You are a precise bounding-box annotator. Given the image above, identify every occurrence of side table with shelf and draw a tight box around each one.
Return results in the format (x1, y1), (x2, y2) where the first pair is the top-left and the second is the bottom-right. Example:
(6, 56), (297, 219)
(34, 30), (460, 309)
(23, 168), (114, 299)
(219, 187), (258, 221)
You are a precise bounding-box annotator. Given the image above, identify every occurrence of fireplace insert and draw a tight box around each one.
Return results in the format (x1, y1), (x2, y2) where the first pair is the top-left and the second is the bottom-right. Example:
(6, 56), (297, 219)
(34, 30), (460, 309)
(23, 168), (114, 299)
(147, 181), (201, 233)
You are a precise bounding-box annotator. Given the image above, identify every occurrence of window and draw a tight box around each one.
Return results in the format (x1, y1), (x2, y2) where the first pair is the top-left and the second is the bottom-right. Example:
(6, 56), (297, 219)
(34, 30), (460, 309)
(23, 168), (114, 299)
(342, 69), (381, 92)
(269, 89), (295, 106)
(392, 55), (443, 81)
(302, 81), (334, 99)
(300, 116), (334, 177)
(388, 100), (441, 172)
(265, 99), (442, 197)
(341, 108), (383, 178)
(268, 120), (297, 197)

--- --- ---

Required work ▸ From the data above, pick out each line containing "image" and copy it.

Written reply ▸
You are a precise bounding-box annotator. Given the image above, identify every occurrence of side table with shelf and draw a tight box around each one.
You are a precise bounding-box annotator. Given the image above, identify every occurrence of fireplace insert and draw a tight box around each one.
You are a precise bounding-box annotator. Given the image above, identify every occurrence of window and draw a tight box around each one.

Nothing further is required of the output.